* [EXTRAIT DU DOCUMENT]
::::

Le marché de Matoto est l’un des poumons économiques de Conakry. Il est
connu pour être la porte d’entrée des produits venus de Guinée forestière. Mais
aujourd’hui, les marchands manquent d’espace, l’assainissement fait défaut et
rien n’est entrepris pour améliorer les conditions de travail sur le marché.
Au bord de l’autoroute Fidel
Castro, pliées en deux, des femmes font le tri des bananes plantain, essaient
de récupérer ce qui pourra encore être vendu. « Je suis là pour me
débrouiller. Je suis obligée de faire ça parce que j’ai des enfants à nourrir.
Je viens ici chaque jour. Par semaine, tu peux gagner 80 000 à 100
000 francs guinéens, ça dépend », dit Hawa Condé. Elle gagne, en moyenne,
moins de 10 euros par semaine. « C’est très sale. Regardez. Ça, c’est
des restes de bananes mélangés aux ordures ménagères. »

::::

* [TÂCHES À RÉALISER]
1. D'après le texte consacré au marché de Matoto, de quelle région viennent les produits pour lesquels ce marché sert de porte d'entrée ?
2. Traduisez en anglais cette phrase du texte consacré au marché de Matoto : « Je suis obligée de faire ça parce que j’ai des enfants à nourrir. »
Appuyez-vous uniquement sur le texte consacré au marché de Matoto.

::::

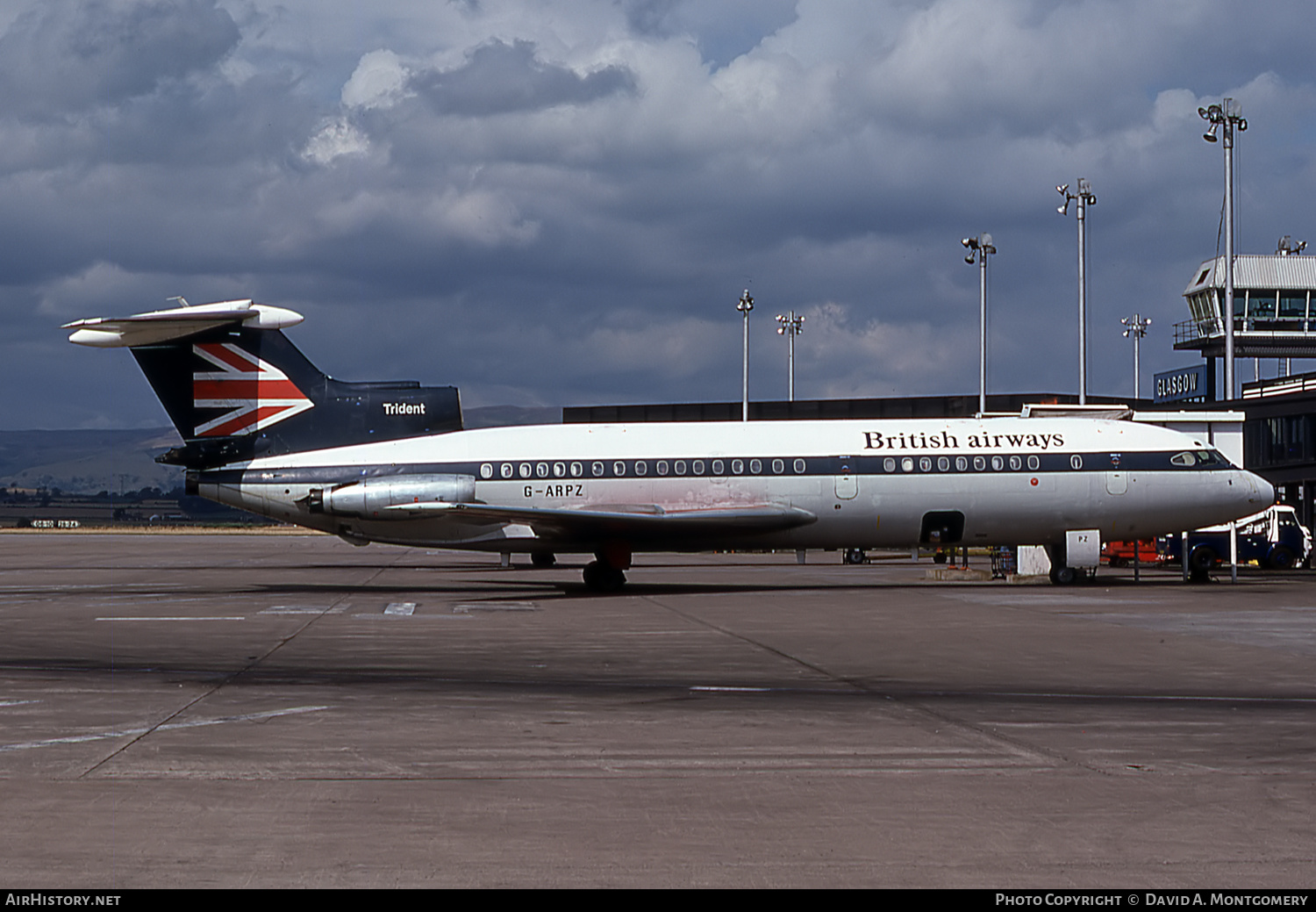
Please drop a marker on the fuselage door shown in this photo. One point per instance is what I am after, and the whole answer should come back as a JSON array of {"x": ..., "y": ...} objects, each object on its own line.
[{"x": 847, "y": 482}]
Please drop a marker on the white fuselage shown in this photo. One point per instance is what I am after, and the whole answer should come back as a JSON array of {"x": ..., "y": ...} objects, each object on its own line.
[{"x": 869, "y": 483}]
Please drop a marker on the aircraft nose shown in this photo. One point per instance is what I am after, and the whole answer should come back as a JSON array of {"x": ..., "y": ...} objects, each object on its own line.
[{"x": 1265, "y": 491}]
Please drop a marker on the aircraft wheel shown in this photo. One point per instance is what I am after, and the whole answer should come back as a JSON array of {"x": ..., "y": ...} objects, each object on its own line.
[
  {"x": 1063, "y": 575},
  {"x": 1202, "y": 558},
  {"x": 1281, "y": 558},
  {"x": 602, "y": 578}
]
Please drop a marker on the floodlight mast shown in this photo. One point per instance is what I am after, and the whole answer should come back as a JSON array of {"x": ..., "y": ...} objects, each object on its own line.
[
  {"x": 978, "y": 249},
  {"x": 1229, "y": 116},
  {"x": 1136, "y": 328},
  {"x": 1084, "y": 197},
  {"x": 745, "y": 305},
  {"x": 790, "y": 327}
]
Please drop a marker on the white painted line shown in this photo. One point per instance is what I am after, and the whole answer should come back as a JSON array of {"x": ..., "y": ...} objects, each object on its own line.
[
  {"x": 466, "y": 607},
  {"x": 144, "y": 729},
  {"x": 732, "y": 690},
  {"x": 173, "y": 619}
]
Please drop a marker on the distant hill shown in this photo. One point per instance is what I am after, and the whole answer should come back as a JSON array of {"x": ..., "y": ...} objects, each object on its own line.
[{"x": 116, "y": 461}]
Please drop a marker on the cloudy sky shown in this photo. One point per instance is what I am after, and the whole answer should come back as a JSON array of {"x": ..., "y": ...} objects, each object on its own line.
[{"x": 560, "y": 203}]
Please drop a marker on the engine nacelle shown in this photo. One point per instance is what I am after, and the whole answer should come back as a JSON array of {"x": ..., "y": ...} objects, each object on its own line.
[{"x": 371, "y": 498}]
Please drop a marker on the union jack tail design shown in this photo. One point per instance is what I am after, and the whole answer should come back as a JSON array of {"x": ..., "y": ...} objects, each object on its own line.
[{"x": 253, "y": 392}]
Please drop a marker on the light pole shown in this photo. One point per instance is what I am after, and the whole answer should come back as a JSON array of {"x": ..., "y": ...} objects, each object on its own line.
[
  {"x": 1136, "y": 327},
  {"x": 979, "y": 248},
  {"x": 1084, "y": 197},
  {"x": 790, "y": 328},
  {"x": 1228, "y": 115},
  {"x": 745, "y": 305}
]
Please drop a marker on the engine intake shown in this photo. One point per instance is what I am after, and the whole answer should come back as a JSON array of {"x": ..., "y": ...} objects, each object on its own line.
[{"x": 371, "y": 498}]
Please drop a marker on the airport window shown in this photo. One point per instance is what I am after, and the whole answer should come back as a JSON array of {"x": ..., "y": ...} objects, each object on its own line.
[
  {"x": 1261, "y": 305},
  {"x": 1292, "y": 305}
]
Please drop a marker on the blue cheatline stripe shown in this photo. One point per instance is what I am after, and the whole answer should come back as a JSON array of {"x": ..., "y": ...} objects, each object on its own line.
[{"x": 723, "y": 466}]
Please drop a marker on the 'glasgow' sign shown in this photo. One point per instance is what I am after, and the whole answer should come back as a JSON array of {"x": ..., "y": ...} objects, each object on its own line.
[{"x": 1182, "y": 384}]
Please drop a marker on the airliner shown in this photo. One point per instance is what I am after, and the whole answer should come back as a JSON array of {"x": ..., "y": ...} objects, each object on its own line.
[{"x": 390, "y": 462}]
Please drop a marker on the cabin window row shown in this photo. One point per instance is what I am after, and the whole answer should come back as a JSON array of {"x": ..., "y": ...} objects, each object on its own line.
[
  {"x": 979, "y": 463},
  {"x": 639, "y": 467}
]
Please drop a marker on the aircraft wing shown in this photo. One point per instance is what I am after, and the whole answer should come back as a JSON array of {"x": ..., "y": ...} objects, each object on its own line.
[{"x": 632, "y": 521}]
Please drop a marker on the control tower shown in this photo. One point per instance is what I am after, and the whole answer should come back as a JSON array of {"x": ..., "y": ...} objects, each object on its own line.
[{"x": 1273, "y": 310}]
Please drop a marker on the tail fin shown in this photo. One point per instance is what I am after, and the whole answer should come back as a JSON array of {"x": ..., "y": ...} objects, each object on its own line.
[{"x": 236, "y": 387}]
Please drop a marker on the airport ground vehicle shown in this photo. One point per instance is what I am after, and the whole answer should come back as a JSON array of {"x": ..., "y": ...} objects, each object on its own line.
[
  {"x": 1123, "y": 553},
  {"x": 1274, "y": 538}
]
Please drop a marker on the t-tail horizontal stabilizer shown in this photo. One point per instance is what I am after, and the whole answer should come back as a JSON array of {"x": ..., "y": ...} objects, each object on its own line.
[{"x": 236, "y": 387}]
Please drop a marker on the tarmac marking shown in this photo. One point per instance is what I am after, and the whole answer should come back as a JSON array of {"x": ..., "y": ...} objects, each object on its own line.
[
  {"x": 216, "y": 617},
  {"x": 144, "y": 729},
  {"x": 303, "y": 609},
  {"x": 465, "y": 607}
]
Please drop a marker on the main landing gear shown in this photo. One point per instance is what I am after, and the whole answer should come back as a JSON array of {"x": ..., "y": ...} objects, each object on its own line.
[{"x": 604, "y": 574}]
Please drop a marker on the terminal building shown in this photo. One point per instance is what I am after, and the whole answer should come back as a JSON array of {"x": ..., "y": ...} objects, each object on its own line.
[
  {"x": 1274, "y": 318},
  {"x": 1274, "y": 313}
]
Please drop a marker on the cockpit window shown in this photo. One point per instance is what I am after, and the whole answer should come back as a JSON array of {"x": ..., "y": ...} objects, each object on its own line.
[{"x": 1191, "y": 458}]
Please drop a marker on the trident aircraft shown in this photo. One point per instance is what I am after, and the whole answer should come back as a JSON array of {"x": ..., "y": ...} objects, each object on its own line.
[{"x": 389, "y": 462}]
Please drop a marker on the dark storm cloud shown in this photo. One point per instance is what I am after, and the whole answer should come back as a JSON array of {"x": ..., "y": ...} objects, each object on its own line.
[
  {"x": 563, "y": 208},
  {"x": 499, "y": 78},
  {"x": 68, "y": 55}
]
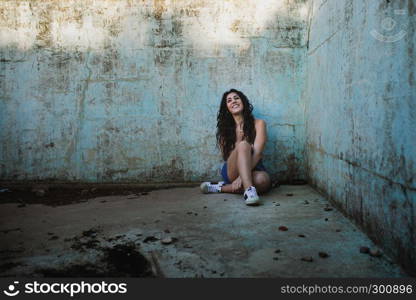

::::

* [RÉSULTATS DE L'EXERCICE]
1. De Guinée forestière.

2. I have to do this because I have children to feed.